:: Task to carry out ::
Extend the mailing-list post about VIA sound driver fragment sizes, picking up right after its final sentence.

:: Given text ::

> > Flash 5 plugin plays just fine after applying the patch (check e.g.
> > http://wcrb.com/sparks.html)
>
> Thanks, applied.
>
> I always thought SNDCTL_DSP_NONBLOCK was stupid and never implemented
> it, since the same can be accomplished via fcntl(2). But not only this
> but also some soundmodem utilities require this ioctl. Sigh. :)
I'm more surprised that every driver should implement those ioctls
individually. There is no common ioctl handler for non-OSS based drivers.
There is almost no code sharing between sound drivers. As a result, every
driver comes with it's unique set of bugs and limitations :-)
I just hope that ALSA will solve this problem.
Here's another unique limitation of of the VIA driver. The maximal
fragment size is limited to PAGE_SIZE (scan for VIA_MAX_FRAG_SIZE). This
is just 4k. Flash plugin version 4 (not 5) tries to set fragment size to
8k, but doesn't check the result and plays the sound at "double speed".
I believe that it plays the first half of every fragment.
A workaround that actually works is to replace PAGE_SIZE with
(2*PAGE_SIZE) and PAGE_SHIFT with (PAGE_SHIFT+1).
For comparison, ymfpci.c allows fragment size up to 32k. It also tries to
allocate 32k first (see DMABUF_DEFAULTORDER), then 16k, 8k and finally 4k.

(Collected data entries)
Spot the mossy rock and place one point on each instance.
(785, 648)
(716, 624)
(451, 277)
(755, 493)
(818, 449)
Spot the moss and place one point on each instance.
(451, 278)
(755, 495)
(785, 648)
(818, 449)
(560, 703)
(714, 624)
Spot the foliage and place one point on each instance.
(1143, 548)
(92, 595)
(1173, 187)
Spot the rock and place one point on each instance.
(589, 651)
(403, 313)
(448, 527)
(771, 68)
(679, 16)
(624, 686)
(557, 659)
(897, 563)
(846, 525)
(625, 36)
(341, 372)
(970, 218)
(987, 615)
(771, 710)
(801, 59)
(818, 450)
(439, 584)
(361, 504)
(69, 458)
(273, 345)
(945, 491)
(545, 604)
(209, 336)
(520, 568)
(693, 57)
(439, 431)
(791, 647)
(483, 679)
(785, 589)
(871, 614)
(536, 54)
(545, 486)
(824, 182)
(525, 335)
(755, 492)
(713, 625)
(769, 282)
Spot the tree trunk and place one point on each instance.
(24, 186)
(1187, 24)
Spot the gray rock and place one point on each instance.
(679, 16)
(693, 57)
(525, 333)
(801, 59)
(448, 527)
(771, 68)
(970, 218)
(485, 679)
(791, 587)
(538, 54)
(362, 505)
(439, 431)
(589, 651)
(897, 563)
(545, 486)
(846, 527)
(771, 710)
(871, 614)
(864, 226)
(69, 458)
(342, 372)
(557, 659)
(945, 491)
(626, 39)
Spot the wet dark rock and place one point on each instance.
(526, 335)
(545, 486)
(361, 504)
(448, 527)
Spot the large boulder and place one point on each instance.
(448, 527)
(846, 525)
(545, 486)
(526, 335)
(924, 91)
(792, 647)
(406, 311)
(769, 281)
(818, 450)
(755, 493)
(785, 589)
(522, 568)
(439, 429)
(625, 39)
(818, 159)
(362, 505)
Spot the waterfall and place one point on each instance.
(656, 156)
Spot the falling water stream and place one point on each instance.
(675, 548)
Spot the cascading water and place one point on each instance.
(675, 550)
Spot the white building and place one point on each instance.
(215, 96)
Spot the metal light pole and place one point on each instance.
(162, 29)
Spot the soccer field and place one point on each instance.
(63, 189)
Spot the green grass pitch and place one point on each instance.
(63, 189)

:: Reply ::
Perhaps the same could be done in the VIA driver. But maybe there is some
real reason to limit fragments to 4k? Is there anything special with 4k
apart from it being PAGE_SIZE on i386?
4k-sized buffers for the current chan->frag_number and chan->frag_size.
This is very different from other drivers that try to allocate one
contiguous buffer as big as the system allows and then limit the fragment
size accordingly.
I understand that Flash 4 is obsoleted by Flash 5 that now works, but
who knows if other programs need large fragments? Do you think it should
be fixed? What do you think would be the right fix?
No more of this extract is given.